▶ **Gösterilen Metin**:
───
Davacı vekili istinafa cevap dilekçesi ile; davalı taraflarca haksız ve kötü niyetli olarak istinaf kanun yoluna başvurulduğunu beyanla, istinaf başvurularının reddine karar verilmesini talep etmiştir.

C. Gerekçe
1. Uyuşmazlık ve Hukuki Nitelendirme
Uyuşmazlık, Elektrik hattındaki dalgalanma nedeniyle davacının işletmesindeki elektrik sayaçları, panosu, kablolar, kamera sistemleri ve otomasyon sistemlerinde oluşan maddi zararın tazmini istemine ilişkindir.

2. İlgili Hukuk
6100 Sayılı HMK, 6098 Sayılı TBK, Elektrik Kuvvetli Akım Tesisleri Yönetmeliği,

3. Değerlendirme
Dava; elektrik hattındaki dalgalanma nedeniyle davacının işletmesindeki elektrik sayaçları, panosu, kablolar, kamera sistemleri ve otomasyon sistemlerinde oluşan maddi zararın tazmini talebine ilişkindir.
İnceleme, 6100 sayılı HMK’nın 355. madde hükmü uyarınca istinaf dilekçesinde belirtilen sebeplerle sınırlı olarak ve kamu düzenine aykırı hususların olup olmadığı gözetilerek duruşmasız olarak yapılmıştır.
Mahkemece davanın kabulüne karar verilmiş, hükme karşı davalı taraf vekillerince istinaf yoluna başvurulmuştur.
───
▶ **Amaç**:
Lütfen yukarıdaki karar metninde "2. İlgili Hukuk" başlığı altında sayılan mevzuatın tamamını sıralayın.
───
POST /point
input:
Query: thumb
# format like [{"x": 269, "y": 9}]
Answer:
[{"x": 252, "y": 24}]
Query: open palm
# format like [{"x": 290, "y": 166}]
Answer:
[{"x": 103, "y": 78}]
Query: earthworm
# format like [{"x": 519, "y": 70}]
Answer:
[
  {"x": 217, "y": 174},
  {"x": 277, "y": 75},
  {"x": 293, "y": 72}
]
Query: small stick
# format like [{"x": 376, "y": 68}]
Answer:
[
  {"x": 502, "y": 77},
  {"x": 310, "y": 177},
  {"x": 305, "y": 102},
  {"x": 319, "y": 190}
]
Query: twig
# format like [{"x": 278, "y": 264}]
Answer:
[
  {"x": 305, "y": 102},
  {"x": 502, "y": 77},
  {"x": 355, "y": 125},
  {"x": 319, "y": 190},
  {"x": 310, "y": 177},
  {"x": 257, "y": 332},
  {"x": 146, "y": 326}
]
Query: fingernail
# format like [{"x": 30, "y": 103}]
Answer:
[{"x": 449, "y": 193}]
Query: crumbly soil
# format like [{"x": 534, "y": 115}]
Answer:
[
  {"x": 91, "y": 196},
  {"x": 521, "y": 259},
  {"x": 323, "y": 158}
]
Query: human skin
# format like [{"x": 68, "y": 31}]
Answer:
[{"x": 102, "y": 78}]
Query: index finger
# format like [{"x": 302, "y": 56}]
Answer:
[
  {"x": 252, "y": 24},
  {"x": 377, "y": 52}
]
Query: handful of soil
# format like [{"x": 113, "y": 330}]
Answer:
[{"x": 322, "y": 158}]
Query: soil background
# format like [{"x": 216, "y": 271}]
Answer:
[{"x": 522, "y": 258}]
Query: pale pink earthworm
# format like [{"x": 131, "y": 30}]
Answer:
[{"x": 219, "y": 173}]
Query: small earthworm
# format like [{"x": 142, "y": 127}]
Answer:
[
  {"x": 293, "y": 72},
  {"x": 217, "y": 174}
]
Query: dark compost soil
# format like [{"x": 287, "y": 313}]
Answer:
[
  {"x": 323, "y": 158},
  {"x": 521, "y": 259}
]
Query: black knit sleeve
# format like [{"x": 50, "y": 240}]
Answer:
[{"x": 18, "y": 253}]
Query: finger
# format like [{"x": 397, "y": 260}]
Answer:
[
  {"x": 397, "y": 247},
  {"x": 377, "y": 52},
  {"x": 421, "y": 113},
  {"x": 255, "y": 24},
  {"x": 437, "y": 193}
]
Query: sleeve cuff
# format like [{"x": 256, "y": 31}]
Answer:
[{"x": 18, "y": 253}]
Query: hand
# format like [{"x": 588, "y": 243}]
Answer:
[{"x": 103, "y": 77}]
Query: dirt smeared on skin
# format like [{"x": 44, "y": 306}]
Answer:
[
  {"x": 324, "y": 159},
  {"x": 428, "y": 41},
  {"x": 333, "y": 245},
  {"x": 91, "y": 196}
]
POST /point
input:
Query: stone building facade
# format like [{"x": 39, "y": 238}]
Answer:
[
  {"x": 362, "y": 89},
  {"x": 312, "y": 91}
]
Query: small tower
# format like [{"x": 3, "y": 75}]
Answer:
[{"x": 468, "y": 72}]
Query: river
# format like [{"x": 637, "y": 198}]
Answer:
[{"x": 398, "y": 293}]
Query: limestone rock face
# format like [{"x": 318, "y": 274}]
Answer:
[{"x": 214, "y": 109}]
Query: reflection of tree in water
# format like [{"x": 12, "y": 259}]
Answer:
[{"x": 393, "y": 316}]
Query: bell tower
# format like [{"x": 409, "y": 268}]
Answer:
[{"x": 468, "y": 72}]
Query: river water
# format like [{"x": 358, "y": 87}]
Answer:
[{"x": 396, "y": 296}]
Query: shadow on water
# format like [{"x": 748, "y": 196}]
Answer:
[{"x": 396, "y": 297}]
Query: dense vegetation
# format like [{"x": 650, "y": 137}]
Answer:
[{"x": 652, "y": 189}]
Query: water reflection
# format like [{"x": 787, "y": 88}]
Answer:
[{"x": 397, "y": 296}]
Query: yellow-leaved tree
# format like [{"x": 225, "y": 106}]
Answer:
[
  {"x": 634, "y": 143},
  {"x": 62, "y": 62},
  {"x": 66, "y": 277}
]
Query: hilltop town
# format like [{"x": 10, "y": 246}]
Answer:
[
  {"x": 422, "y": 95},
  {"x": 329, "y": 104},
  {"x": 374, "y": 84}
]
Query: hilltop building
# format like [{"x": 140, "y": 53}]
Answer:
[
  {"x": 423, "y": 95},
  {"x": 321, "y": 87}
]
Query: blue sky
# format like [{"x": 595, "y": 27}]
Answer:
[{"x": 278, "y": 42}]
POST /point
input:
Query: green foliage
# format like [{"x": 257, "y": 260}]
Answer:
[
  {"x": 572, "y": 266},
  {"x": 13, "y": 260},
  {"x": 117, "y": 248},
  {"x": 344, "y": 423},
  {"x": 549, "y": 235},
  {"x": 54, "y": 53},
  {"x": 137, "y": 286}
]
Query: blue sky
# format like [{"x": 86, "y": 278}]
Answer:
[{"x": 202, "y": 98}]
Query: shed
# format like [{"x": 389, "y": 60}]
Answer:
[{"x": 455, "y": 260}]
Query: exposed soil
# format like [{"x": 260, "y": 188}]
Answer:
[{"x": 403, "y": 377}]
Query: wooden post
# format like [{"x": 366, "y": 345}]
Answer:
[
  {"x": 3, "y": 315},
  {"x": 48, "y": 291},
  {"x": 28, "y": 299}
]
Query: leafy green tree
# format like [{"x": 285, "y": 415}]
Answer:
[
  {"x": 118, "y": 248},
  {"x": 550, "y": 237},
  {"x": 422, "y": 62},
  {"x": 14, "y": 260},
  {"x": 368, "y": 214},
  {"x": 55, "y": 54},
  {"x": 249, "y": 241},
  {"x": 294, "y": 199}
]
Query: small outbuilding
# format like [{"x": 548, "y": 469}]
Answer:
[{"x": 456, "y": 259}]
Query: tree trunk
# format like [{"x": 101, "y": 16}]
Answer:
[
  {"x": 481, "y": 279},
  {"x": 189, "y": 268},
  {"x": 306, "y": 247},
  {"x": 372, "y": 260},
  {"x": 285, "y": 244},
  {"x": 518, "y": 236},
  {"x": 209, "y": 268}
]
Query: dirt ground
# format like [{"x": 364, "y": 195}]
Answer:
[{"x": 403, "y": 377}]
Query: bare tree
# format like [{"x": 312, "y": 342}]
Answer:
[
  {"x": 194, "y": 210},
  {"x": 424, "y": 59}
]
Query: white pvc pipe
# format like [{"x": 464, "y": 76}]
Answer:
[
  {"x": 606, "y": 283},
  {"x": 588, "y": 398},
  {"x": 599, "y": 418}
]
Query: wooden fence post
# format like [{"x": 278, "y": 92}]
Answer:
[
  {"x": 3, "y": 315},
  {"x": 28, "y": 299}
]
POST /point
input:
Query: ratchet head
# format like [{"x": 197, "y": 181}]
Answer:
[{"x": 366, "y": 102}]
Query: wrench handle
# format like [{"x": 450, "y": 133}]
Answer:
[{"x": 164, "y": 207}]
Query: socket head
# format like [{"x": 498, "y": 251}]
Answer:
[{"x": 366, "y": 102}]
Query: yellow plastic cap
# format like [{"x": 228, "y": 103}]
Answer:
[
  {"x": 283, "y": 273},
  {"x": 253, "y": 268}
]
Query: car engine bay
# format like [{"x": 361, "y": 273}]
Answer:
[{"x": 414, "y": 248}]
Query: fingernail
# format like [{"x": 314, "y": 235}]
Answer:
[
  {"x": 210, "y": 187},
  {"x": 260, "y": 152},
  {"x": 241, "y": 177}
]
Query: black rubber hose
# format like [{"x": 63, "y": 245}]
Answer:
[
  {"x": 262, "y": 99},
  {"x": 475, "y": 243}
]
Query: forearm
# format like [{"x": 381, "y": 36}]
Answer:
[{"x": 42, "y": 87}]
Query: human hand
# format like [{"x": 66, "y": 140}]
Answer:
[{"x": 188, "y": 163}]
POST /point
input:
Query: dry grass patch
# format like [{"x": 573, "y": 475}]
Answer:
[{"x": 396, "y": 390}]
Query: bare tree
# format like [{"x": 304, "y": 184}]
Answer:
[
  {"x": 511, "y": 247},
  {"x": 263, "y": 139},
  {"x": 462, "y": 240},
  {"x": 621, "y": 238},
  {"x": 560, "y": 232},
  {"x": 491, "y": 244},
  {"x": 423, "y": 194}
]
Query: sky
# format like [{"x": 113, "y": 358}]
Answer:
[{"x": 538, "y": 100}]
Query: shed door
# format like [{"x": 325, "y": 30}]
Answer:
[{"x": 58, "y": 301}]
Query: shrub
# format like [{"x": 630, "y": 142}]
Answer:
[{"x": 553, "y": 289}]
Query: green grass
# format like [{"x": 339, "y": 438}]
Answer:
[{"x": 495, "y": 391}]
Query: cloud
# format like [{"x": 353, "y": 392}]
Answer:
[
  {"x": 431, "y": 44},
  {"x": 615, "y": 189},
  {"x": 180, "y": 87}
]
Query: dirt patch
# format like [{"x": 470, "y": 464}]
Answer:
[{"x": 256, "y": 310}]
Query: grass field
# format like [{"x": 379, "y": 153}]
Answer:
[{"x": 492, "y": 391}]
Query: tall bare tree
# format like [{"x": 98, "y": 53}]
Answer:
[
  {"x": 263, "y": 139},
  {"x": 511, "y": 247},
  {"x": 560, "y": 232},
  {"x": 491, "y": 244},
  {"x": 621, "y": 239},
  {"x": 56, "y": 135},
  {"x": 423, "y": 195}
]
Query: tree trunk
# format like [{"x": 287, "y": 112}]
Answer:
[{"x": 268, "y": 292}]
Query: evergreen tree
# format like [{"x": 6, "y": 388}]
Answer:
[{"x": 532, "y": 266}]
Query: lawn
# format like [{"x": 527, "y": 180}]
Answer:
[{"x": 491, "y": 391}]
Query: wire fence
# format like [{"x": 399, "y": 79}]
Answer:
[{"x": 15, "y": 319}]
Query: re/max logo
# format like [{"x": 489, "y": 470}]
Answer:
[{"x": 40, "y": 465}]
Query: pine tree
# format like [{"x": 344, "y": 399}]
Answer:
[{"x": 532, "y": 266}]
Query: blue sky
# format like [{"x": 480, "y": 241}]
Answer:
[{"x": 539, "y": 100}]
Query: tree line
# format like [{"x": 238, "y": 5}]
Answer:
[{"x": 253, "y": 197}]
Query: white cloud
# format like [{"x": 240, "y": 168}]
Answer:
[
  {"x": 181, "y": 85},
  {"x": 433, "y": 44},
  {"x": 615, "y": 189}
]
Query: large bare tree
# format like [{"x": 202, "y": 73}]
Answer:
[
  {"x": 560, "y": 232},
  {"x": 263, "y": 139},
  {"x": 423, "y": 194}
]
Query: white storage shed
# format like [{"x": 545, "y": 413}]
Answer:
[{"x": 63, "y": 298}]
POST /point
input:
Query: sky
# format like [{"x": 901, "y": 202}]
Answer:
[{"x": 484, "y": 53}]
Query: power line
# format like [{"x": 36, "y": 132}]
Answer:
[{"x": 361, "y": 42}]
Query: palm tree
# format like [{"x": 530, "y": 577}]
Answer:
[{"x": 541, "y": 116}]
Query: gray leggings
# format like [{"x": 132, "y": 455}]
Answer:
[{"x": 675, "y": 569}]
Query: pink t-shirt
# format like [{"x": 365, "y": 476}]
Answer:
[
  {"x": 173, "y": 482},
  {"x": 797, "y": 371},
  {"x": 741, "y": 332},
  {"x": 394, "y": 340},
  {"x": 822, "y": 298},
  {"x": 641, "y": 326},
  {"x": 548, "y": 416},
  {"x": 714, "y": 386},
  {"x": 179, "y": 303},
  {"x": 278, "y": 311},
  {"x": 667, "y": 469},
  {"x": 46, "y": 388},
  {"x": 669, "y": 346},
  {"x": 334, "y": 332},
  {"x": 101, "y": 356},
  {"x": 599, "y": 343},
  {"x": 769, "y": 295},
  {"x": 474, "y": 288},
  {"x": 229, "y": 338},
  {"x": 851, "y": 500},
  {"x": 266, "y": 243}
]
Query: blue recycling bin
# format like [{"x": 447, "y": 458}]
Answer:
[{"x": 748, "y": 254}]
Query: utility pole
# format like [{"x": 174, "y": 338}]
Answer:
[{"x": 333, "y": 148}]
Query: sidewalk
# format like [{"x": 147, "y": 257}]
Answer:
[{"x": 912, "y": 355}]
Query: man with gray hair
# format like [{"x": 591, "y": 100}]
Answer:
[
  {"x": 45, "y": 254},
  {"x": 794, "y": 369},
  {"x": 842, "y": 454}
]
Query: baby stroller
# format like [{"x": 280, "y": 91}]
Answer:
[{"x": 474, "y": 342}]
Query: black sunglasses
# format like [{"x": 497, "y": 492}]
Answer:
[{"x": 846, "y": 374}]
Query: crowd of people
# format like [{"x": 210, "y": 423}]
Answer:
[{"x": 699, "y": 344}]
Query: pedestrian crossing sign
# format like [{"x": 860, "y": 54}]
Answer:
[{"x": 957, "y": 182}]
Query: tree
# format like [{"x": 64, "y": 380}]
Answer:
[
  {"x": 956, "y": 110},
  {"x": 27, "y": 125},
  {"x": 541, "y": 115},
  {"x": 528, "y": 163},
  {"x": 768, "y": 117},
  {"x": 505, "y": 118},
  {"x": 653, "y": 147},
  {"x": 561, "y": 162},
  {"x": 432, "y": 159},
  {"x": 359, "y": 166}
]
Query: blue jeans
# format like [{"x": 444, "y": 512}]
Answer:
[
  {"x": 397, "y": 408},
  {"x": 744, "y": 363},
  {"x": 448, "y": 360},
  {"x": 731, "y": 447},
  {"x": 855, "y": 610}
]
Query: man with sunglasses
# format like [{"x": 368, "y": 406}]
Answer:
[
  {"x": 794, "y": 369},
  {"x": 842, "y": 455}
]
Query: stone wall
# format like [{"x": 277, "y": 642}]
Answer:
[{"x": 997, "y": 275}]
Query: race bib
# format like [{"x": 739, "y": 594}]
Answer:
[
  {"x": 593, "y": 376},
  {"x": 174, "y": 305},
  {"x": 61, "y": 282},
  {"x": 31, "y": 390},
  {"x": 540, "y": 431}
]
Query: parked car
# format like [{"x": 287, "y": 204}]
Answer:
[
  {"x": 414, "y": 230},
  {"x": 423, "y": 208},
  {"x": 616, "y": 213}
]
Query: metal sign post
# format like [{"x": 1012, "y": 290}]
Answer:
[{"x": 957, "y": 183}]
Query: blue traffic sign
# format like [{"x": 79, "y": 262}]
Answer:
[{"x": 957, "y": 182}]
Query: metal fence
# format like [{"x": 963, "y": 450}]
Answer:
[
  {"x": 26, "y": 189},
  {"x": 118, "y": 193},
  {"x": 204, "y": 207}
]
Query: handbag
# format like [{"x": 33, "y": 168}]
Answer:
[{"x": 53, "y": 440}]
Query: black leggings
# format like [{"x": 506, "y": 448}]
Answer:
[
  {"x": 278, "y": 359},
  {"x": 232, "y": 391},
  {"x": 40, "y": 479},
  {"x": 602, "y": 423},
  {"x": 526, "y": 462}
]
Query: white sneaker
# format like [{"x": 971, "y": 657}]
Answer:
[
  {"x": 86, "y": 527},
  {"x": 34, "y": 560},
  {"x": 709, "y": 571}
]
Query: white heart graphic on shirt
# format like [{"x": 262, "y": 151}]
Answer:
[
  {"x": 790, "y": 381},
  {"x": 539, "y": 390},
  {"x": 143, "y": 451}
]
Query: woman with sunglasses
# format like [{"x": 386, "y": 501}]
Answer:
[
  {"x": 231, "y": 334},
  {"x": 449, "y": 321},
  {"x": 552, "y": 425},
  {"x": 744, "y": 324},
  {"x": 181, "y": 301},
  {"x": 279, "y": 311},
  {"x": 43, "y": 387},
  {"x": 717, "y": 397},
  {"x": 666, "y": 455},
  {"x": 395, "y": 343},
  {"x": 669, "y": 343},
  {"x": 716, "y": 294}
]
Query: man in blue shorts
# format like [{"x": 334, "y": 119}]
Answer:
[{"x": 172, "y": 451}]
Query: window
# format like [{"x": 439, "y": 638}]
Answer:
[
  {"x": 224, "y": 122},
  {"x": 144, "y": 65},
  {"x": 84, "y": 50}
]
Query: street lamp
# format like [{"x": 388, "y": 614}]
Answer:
───
▶ **Sonuç**:
- 6100 Sayılı HMK
- 6098 Sayılı TBK
- Elektrik Kuvvetli Akım Tesisleri Yönetmeliği